Aufgabenbeschreibung ▸ Schreiben Sie den Text über Schimmelpilzproteine und die Benetzbarkeit von Oberflächen vollständig und ohne jede Änderung ab.

Textabschnitt ▸
################
Proteine, die von Schimmelpilzen produziert werden um sich an ihre Umgebungsbedingungen anzupassen, können die Benetzungseigenschaften von Oberflächen drastisch verändern – das wurde in einer Forschungsarbeit herausgefunden, bei der drei verschiedene Chemie-Institute der TU Wien zusammenarbeiteten. Untersucht wurden zwei verschiedene Gruppen von Proteinen, die sich an der Oberfläche von Flüssigkeiten oder an der Grenze zwischen Feststoff und Flüssigkeit ganz von selbst zu einer Schicht zusammensetzen. Durch interessante Wechselwirkungen zwischen den Proteinen kann man nun Schichten mit besserer Stabilität und bemerkenswerten Benetzungseigenschaften herstellen.
Wasser mit Haut
„Eines der Proteine, die wir untersucht haben, ist EPL1, aus der Familie der Cerato-Platanine. Es wird von Schimmelpilzen in großen Mengen erzeugt. Welche Funktion es genau im Lebenszyklus des Pilzes hat, ist bisher allerdings unbekannt“, sagt Verena Seidl-Seiboth, die Leiterin des Forschungsprojektes. „Uns fiel auf, dass es in einer wässrigen Lösung eine Haut ausbildet – ähnlich wie auf heißer Milch. Und beim Reinigen der Behälter führt das Protein zu einer heftigen Schaumbildung.“ Es war daher naheliegend, sich genauer anzusehen, welchen Einfluss das Protein EPL1 auf Oberflächenspannung von Flüssigkeiten und auf die Benetzbarkeit von Oberflächen hat.
################
Eingabedaten ▸

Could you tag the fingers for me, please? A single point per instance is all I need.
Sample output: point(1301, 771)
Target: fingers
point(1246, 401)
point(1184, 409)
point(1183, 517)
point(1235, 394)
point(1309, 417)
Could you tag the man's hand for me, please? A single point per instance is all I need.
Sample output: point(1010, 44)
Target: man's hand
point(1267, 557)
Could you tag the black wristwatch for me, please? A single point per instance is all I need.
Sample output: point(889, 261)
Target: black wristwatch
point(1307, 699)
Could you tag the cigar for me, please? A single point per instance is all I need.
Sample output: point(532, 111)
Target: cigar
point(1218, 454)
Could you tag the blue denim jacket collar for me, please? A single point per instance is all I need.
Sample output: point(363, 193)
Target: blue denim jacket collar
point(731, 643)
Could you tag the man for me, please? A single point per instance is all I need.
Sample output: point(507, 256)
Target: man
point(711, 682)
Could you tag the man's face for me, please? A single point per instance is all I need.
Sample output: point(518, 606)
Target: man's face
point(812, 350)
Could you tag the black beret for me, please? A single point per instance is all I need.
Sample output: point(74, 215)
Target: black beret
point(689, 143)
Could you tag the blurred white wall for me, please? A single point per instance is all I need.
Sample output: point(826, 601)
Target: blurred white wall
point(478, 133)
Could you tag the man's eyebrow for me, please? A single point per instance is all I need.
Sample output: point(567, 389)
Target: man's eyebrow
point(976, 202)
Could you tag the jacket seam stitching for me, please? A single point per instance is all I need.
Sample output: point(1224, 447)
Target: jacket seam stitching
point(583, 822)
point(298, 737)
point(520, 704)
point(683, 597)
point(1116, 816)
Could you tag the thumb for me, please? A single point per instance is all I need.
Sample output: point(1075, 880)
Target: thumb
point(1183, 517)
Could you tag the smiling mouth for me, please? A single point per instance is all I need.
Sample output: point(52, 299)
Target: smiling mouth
################
Antwort ▸
Proteine, die von Schimmelpilzen produziert werden um sich an ihre Umgebungsbedingungen anzupassen, können die Benetzungseigenschaften von Oberflächen drastisch verändern – das wurde in einer Forschungsarbeit herausgefunden, bei der drei verschiedene Chemie-Institute der TU Wien zusammenarbeiteten. Untersucht wurden zwei verschiedene Gruppen von Proteinen, die sich an der Oberfläche von Flüssigkeiten oder an der Grenze zwischen Feststoff und Flüssigkeit ganz von selbst zu einer Schicht zusammensetzen. Durch interessante Wechselwirkungen zwischen den Proteinen kann man nun Schichten mit besserer Stabilität und bemerkenswerten Benetzungseigenschaften herstellen.
Wasser mit Haut
„Eines der Proteine, die wir untersucht haben, ist EPL1, aus der Familie der Cerato-Platanine. Es wird von Schimmelpilzen in großen Mengen erzeugt. Welche Funktion es genau im Lebenszyklus des Pilzes hat, ist bisher allerdings unbekannt“, sagt Verena Seidl-Seiboth, die Leiterin des Forschungsprojektes. „Uns fiel auf, dass es in einer wässrigen Lösung eine Haut ausbildet – ähnlich wie auf heißer Milch. Und beim Reinigen der Behälter führt das Protein zu einer heftigen Schaumbildung.“ Es war daher naheliegend, sich genauer anzusehen, welchen Einfluss das Protein EPL1 auf Oberflächenspannung von Flüssigkeiten und auf die Benetzbarkeit von Oberflächen hat.